(Supplied records Opens)
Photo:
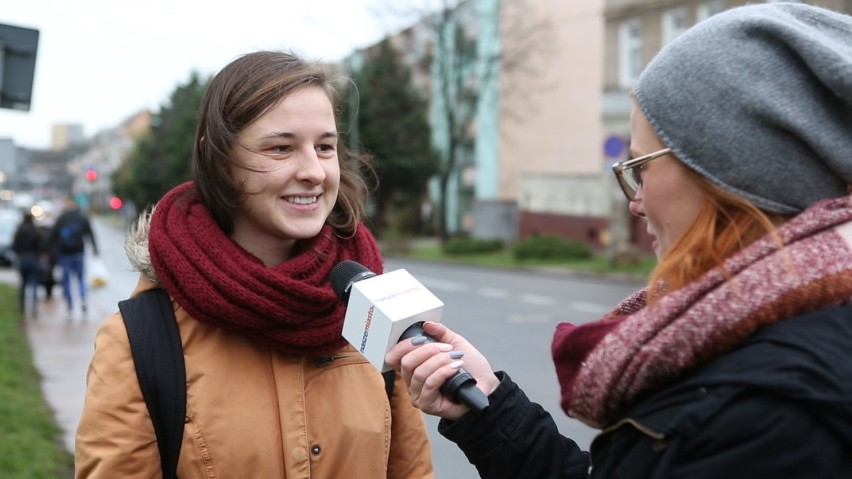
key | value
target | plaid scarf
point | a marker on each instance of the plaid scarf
(289, 307)
(603, 367)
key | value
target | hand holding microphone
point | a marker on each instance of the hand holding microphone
(383, 310)
(425, 368)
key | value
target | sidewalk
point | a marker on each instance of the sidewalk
(62, 347)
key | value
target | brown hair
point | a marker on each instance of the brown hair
(725, 224)
(239, 94)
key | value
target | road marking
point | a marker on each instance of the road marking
(529, 318)
(536, 299)
(443, 285)
(493, 293)
(590, 308)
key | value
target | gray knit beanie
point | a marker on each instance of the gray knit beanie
(758, 100)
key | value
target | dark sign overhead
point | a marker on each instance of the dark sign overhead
(18, 48)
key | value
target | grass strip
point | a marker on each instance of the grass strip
(30, 440)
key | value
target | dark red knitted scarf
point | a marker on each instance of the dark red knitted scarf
(289, 307)
(605, 366)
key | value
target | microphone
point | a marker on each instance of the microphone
(382, 310)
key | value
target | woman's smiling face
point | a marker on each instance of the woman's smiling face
(669, 198)
(290, 175)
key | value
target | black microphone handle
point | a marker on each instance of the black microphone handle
(461, 388)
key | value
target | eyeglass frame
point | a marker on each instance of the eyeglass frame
(623, 167)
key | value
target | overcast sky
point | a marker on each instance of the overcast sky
(101, 61)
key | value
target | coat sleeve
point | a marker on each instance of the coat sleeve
(115, 437)
(410, 454)
(514, 437)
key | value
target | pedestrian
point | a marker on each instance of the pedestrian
(735, 361)
(245, 251)
(29, 247)
(67, 242)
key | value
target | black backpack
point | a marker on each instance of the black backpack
(158, 357)
(70, 237)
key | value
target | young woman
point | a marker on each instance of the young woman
(29, 247)
(736, 360)
(245, 251)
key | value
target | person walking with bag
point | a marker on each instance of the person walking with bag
(735, 361)
(245, 251)
(29, 247)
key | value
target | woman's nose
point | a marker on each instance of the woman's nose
(310, 168)
(636, 208)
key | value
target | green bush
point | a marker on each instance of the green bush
(551, 247)
(464, 245)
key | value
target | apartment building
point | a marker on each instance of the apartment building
(635, 31)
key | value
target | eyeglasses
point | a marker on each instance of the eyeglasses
(629, 174)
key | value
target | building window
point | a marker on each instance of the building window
(674, 23)
(708, 9)
(630, 52)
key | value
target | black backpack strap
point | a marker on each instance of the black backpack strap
(389, 377)
(158, 356)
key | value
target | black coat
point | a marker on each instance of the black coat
(780, 405)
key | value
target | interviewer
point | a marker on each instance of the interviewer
(736, 360)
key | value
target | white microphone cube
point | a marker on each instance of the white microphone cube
(381, 308)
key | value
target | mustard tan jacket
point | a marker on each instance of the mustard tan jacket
(251, 413)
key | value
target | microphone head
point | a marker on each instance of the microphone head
(345, 274)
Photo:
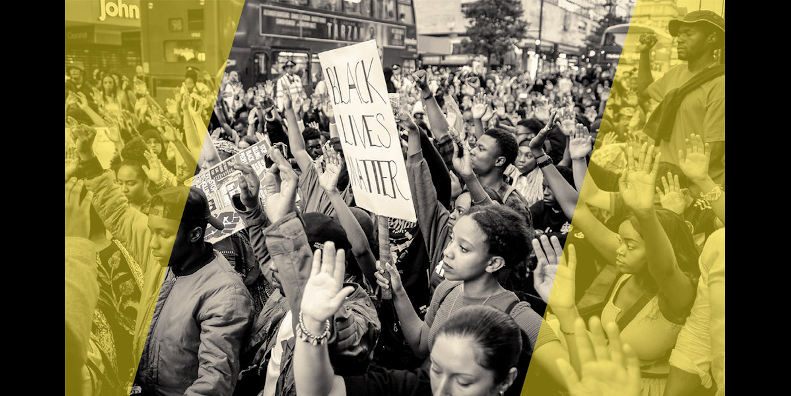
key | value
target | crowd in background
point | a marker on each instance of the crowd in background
(503, 174)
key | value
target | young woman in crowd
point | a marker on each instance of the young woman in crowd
(656, 259)
(475, 353)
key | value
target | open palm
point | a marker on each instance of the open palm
(323, 295)
(333, 165)
(637, 184)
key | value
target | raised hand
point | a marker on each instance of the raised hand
(395, 278)
(637, 181)
(78, 219)
(168, 132)
(568, 121)
(154, 169)
(329, 111)
(287, 103)
(694, 161)
(581, 143)
(83, 137)
(269, 88)
(607, 139)
(420, 79)
(462, 161)
(72, 161)
(537, 143)
(82, 101)
(647, 41)
(333, 165)
(546, 270)
(249, 184)
(563, 298)
(479, 106)
(613, 370)
(672, 198)
(281, 187)
(323, 294)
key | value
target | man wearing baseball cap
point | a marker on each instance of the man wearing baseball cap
(194, 309)
(77, 83)
(290, 83)
(692, 94)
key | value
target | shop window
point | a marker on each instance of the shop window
(302, 59)
(195, 19)
(357, 7)
(328, 5)
(184, 51)
(405, 14)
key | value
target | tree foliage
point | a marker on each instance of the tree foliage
(496, 26)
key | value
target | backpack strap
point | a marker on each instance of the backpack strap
(446, 294)
(511, 306)
(508, 192)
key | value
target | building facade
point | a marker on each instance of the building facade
(103, 34)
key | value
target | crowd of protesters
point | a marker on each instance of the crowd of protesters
(503, 175)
(Supplied records Closes)
#### The problem:
An exact repetition of the listing is needed, with the pictures dropped.

#### Response box:
Photo:
key | value
target | plaid scarf
point | a marker on each instance of the plaid scarf
(289, 307)
(603, 367)
key | value
target | hand holding microphone
point | a marker on each instance of the hand holding microphone
(383, 310)
(425, 368)
key | value
target | sidewalk
point | a marker on each instance of the sidewalk
(62, 347)
key | value
target | brown hair
point | a marker on each instance of the brown hair
(725, 224)
(239, 94)
key | value
target | road marking
point | a marker on each instance of the road marking
(529, 318)
(536, 299)
(443, 285)
(493, 293)
(590, 308)
key | value
target | gray knit beanie
point | a marker on each instance of the gray knit beanie
(758, 100)
key | value
target | dark sign overhead
point | a marker on each instance of the dark sign overhead
(18, 48)
key | value
target | grass strip
point | a marker on each instance of the grass strip
(30, 440)
key | value
target | dark red knitted scarf
point | a marker on each instance of the dark red knitted scarf
(289, 307)
(605, 366)
key | value
target | microphone
point | a marker on each instance of the microphone
(382, 310)
key | value
target | woman's smiling face
point | a marker on each instance of the woman's smiling face
(669, 198)
(290, 175)
key | value
target | black microphone handle
point | a marker on each instance of the black microphone handle
(461, 388)
key | value
target | eyeglass frame
point | a marker on each instance of the eyeglass frame
(623, 167)
key | value
target | overcast sky
point | a marker on each instance of the overcast sky
(101, 61)
key | value
target | coat sleeve
point | a marker on each instance of the coat sleeve
(115, 437)
(410, 454)
(514, 437)
key | value
target | pedestrian
point | a marker on each instance of the pedestrian
(735, 361)
(245, 251)
(29, 247)
(67, 242)
key | value
target | black backpack
point | a marker on each instance of the black backpack
(158, 357)
(70, 237)
key | value
target | young woman
point | a marker on each instance of the young woman
(29, 247)
(736, 360)
(245, 251)
key | value
target | person walking with bag
point | a marker on each instance of the person walking with bag
(735, 361)
(245, 251)
(29, 247)
key | value
target | woman's nose
point | a marker on each instance of the woman's nose
(310, 168)
(636, 208)
key | value
target | green bush
point | a marker on each instance of the green bush
(551, 247)
(464, 245)
key | value
target | apartment building
point | a marker on each instance of the apartment building
(635, 31)
key | value
target | eyeglasses
point | a marker on each instance of the eyeglasses
(629, 174)
key | value
target | building window
point | a marker on each instance of the building window
(674, 23)
(708, 9)
(630, 52)
key | value
target | black backpack strap
point | a marker on each instance of the black backpack strap
(389, 377)
(158, 356)
key | value
target | black coat
point | a marker on each instance of the black coat
(780, 405)
key | value
target | interviewer
point | a marker on each instance of the interviewer
(736, 360)
key | value
target | white microphone cube
point | a marker on each instance of the white microphone cube
(381, 308)
key | value
target | mustard tan jacket
point | a marker on each instance of the mustard tan jacket
(251, 413)
key | value
target | microphone head
point | a marker on each instance of the microphone head
(345, 274)
Photo:
key | value
target | crowd in background
point | a marker on each instance of the crowd in background
(503, 174)
key | value
target | young woman in crowd
point | a marker on each instance of the young woman in crowd
(656, 259)
(475, 353)
key | value
target | open palm
point | a marker on each instance of the open palm
(323, 295)
(333, 165)
(637, 184)
key | value
target | raised hand
point | a marker on each instance of the raised hand
(395, 278)
(637, 181)
(78, 219)
(168, 132)
(568, 121)
(154, 169)
(329, 111)
(287, 103)
(694, 161)
(581, 143)
(83, 137)
(269, 88)
(607, 139)
(420, 79)
(462, 161)
(72, 161)
(537, 143)
(82, 101)
(647, 41)
(333, 165)
(546, 270)
(249, 184)
(563, 298)
(479, 106)
(613, 370)
(672, 198)
(281, 187)
(323, 294)
key | value
target | man wearing baseball cap
point | a marker on each instance of the man wearing baseball cap
(194, 309)
(77, 83)
(290, 83)
(692, 94)
key | value
target | shop window
point | a marker on each instance of the shop window
(302, 59)
(195, 19)
(357, 7)
(328, 5)
(184, 51)
(405, 14)
key | value
target | tree foliage
point | a marker on each instance of the tree foliage
(496, 26)
key | value
target | backpack strap
point | a marker on each instance of the backpack strap
(446, 294)
(511, 306)
(508, 192)
key | value
target | building facade
point | a marker on each instance of the building facade
(103, 34)
key | value
target | crowd of protesters
point | a marker on each instance of the crowd of protesters
(503, 175)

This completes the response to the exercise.